== Material for the task
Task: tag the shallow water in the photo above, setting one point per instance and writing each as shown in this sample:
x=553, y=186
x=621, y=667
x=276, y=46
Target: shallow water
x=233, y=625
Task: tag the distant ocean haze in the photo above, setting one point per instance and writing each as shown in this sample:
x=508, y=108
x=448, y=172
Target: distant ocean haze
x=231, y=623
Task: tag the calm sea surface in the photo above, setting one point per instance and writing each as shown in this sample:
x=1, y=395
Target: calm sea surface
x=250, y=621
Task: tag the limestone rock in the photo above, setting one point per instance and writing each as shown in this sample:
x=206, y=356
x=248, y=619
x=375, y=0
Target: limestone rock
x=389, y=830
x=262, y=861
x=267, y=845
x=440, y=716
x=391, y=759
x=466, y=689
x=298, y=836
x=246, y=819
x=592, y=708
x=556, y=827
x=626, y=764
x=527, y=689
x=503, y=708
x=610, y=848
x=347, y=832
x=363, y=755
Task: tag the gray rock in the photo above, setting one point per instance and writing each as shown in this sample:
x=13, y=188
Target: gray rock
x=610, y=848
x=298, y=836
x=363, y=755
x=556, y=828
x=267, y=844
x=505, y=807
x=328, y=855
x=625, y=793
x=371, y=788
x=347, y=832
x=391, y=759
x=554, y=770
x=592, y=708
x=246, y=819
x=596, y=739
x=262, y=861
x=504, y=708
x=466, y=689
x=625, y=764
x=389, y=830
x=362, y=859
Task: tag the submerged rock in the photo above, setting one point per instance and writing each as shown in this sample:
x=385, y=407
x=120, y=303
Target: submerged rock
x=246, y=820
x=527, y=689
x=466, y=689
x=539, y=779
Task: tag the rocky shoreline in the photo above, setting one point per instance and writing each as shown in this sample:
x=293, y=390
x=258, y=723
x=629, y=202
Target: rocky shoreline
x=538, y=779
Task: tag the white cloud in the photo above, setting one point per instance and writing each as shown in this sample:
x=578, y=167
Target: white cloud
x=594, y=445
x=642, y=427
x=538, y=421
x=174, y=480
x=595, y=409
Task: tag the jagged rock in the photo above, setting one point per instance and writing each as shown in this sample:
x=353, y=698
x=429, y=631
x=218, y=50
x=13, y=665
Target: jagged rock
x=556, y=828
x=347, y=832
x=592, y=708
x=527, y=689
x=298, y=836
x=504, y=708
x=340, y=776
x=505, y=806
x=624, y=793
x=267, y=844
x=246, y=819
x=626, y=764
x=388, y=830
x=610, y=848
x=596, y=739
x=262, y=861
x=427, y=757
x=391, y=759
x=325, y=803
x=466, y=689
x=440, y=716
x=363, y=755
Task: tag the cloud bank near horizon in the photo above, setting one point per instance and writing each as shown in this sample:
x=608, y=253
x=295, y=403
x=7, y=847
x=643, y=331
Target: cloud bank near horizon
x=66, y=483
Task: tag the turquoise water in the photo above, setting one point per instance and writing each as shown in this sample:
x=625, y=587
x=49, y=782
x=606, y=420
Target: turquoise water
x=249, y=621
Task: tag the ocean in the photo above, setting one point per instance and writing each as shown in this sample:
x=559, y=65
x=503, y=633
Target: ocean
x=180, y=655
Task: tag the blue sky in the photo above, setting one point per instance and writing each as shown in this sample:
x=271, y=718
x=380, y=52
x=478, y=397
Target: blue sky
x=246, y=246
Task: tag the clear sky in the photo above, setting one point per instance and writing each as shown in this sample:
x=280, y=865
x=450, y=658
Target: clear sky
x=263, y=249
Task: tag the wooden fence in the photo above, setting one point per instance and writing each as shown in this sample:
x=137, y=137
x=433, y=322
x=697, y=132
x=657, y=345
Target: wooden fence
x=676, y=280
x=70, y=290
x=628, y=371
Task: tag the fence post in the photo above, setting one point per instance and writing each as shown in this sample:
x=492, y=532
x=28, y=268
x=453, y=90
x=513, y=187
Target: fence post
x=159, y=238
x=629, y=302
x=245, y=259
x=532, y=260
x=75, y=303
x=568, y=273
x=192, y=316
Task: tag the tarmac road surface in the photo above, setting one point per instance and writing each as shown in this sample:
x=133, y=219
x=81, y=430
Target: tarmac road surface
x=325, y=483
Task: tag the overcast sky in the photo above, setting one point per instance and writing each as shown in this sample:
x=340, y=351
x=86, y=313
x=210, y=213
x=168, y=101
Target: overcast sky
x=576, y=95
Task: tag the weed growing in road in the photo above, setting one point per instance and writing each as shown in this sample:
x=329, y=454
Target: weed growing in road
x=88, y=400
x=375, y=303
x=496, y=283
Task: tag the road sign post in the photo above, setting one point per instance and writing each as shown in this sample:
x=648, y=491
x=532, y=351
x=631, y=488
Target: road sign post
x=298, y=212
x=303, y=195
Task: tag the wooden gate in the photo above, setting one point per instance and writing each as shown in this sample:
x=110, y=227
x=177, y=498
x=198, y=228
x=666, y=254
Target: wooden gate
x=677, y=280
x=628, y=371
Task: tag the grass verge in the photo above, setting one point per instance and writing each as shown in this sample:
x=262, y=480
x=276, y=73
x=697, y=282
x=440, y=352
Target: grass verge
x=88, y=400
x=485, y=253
====
What to produce »
Please repeat each entry exactly as written.

Response »
Task: tag the shallow water in the photo above, setting one point per instance and writing each as shown in this sample:
x=553, y=186
x=621, y=667
x=276, y=46
Target: shallow water
x=233, y=625
Task: tag the distant ocean haze in the photo above, setting one point per instance and writing each as shown in this sample:
x=508, y=108
x=448, y=172
Target: distant ocean haze
x=231, y=623
Task: tag the calm sea surface in the photo above, setting one point per instance and writing each as shown in this sample:
x=1, y=395
Target: calm sea surface
x=250, y=621
Task: tag the limestone rock in the photo above, setting one point per instance and writing each as shown in this sample:
x=206, y=356
x=248, y=619
x=375, y=0
Target: limestone rock
x=389, y=830
x=262, y=861
x=267, y=845
x=440, y=716
x=391, y=759
x=466, y=689
x=298, y=836
x=246, y=819
x=592, y=708
x=556, y=827
x=626, y=764
x=527, y=689
x=503, y=708
x=610, y=848
x=347, y=832
x=363, y=755
Task: tag the gray rock in the photo above, setting one point per instance and writing each as shown in this sample:
x=13, y=188
Target: gray rock
x=610, y=848
x=298, y=836
x=363, y=755
x=556, y=828
x=267, y=844
x=505, y=807
x=328, y=855
x=625, y=793
x=371, y=788
x=347, y=832
x=391, y=759
x=554, y=770
x=592, y=708
x=246, y=819
x=596, y=739
x=262, y=861
x=504, y=708
x=466, y=689
x=625, y=764
x=389, y=830
x=362, y=859
Task: tag the submerged rock in the photo above, setting one point per instance and writing each as shown in this sample:
x=385, y=407
x=120, y=303
Target: submerged rock
x=246, y=820
x=527, y=689
x=466, y=689
x=539, y=779
Task: tag the rocky shoreline in the photo above, setting one point per instance and writing each as shown in this sample:
x=293, y=390
x=258, y=723
x=629, y=202
Target: rocky shoreline
x=538, y=779
Task: tag the white cloud in the photo above, setting one point per instance and writing each as shown in this sample:
x=578, y=167
Target: white cloud
x=594, y=445
x=642, y=427
x=538, y=421
x=174, y=480
x=595, y=409
Task: tag the jagged rock in the photo above, setting one point per instance and writing each as shown in this sample:
x=353, y=698
x=429, y=631
x=218, y=50
x=13, y=665
Target: jagged rock
x=556, y=828
x=347, y=832
x=592, y=708
x=527, y=689
x=298, y=836
x=504, y=708
x=340, y=776
x=505, y=806
x=624, y=793
x=267, y=844
x=246, y=819
x=626, y=764
x=388, y=830
x=610, y=848
x=596, y=739
x=262, y=861
x=427, y=757
x=391, y=759
x=325, y=803
x=466, y=689
x=440, y=716
x=363, y=755
Task: tag the cloud bank near horizon in the photo above, setting one point per instance and writing each as shown in this sample:
x=608, y=253
x=295, y=403
x=7, y=847
x=643, y=331
Target: cloud bank near horizon
x=66, y=483
Task: tag the turquoise water in the photo above, setting one point per instance and writing each as shown in this sample:
x=625, y=587
x=49, y=782
x=606, y=420
Target: turquoise water
x=249, y=621
Task: tag the ocean in the photo above, setting one point per instance and writing each as shown in this sample:
x=559, y=65
x=503, y=633
Target: ocean
x=180, y=655
Task: tag the blue sky in the photo above, setting one point per instance and writing each as shown in this sample:
x=271, y=718
x=380, y=52
x=478, y=397
Target: blue sky
x=246, y=246
Task: tag the clear sky in the photo above, setting one point per instance and writing each as shown in this sample:
x=280, y=865
x=450, y=658
Target: clear sky
x=263, y=249
Task: tag the wooden fence in the photo above, setting one point per instance and writing each as shown in this sample:
x=137, y=137
x=433, y=322
x=697, y=132
x=657, y=345
Target: wooden fence
x=676, y=280
x=70, y=290
x=628, y=371
Task: tag the fence post in the photo above, setting one point per instance and writing each as shown in this sample:
x=492, y=532
x=28, y=268
x=453, y=90
x=513, y=187
Target: fence post
x=159, y=238
x=629, y=302
x=245, y=259
x=532, y=260
x=75, y=303
x=568, y=273
x=192, y=316
Task: tag the tarmac road surface in the photo above, setting one point per instance and writing each as shown in this sample:
x=133, y=219
x=81, y=430
Target: tarmac road surface
x=325, y=483
Task: tag the overcast sky in the photo above, setting one point per instance and writing each as shown in this sample:
x=340, y=351
x=86, y=313
x=210, y=213
x=168, y=101
Target: overcast sky
x=576, y=95
Task: tag the weed growing in road in the photo above, setting one point per instance and writing each as shown in this sample:
x=329, y=454
Target: weed growing in road
x=88, y=400
x=375, y=303
x=496, y=283
Task: tag the road sign post in the photo above, setting one point per instance and writing each as shown in this sample:
x=648, y=491
x=532, y=351
x=631, y=488
Target: road sign post
x=298, y=212
x=303, y=195
Task: tag the wooden gate in the photo above, setting one point per instance and writing each as shown in this sample:
x=110, y=227
x=177, y=498
x=198, y=228
x=666, y=254
Target: wooden gate
x=677, y=280
x=628, y=371
Task: tag the grass verge in the photo above, setting one point per instance and writing each as shown in this sample:
x=262, y=480
x=276, y=73
x=697, y=282
x=440, y=352
Target: grass verge
x=88, y=400
x=485, y=253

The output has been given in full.